HFO classification task is a crucial step towards surgical treatment on epilepsy patients. With the ground truth training dataset, the TransHFO detector achieves an accuracy of 96.15% on the HFO classification task. This sheds light on the feasibility of using transformer-based networks techniques. Meanwhile, we find that shallow TransHFO ( $<$ 10 layers) outperforms deep TransHFO models (≥10 layers) on most HFO classification tasks with different data augmented factors. This finding offers us the possibility to use interpretable and shallow models based on appropriately expressing the structure of MEG data for precise HFO detection.

This study mainly focuses on the shallow transformer-based model that can achieve better performance than the deep learning model in HFO detection tasks. Supported by the results, the TransHFO detector benefits from both the virtual sample generation technique and the multi-head attention mechanism. However, according to Figure 4, the shallow TransHFO achieved better performance than deep TransHFO in HFO classification tasks with different data augmented factors. For the HFO detection task, more layers of the model may decrease the performance. The strengths of shallow TransHFO over deep TransHFO in the HFO classification tasks may partially be attributed to the nature of the dataset. The dataset is a small dataset that consists of one-dimensional biomedical MEG signals from one institution. For such a dataset, the virtual sample generation technique may not augment enough higher-level features of MEG signals that can be learned by deep TransHFO. Additionally, our observation needs further confirmation by using additional experiments with more bio-signals from external data sites.

● Stored data
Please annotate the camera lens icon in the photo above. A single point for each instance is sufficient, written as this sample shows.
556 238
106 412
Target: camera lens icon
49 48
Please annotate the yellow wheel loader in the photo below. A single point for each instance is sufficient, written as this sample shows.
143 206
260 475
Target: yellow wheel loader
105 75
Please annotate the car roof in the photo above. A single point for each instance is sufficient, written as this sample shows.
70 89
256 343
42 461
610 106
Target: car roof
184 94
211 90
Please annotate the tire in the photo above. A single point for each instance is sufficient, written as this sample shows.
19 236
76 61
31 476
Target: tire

● Exercise tasks
A - In the TransHFO passage, what accuracy does the TransHFO detector achieve on the HFO classification task?
B - From the TransHFO passage, extract the text starting at "HFO classification task is" and ending at "precise HFO detection.".

● Your written answers
A - 96.15%

B -
HFO classification task is a crucial step towards surgical treatment on epilepsy patients. With the ground truth training dataset, the TransHFO detector achieves an accuracy of 96.15% on the HFO classification task. This sheds light on the feasibility of using transformer-based networks techniques. Meanwhile, we find that shallow TransHFO ( $<$ 10 layers) outperforms deep TransHFO models (≥10 layers) on most HFO classification tasks with different data augmented factors. This finding offers us the possibility to use interpretable and shallow models based on appropriately expressing the structure of MEG data for precise HFO detection.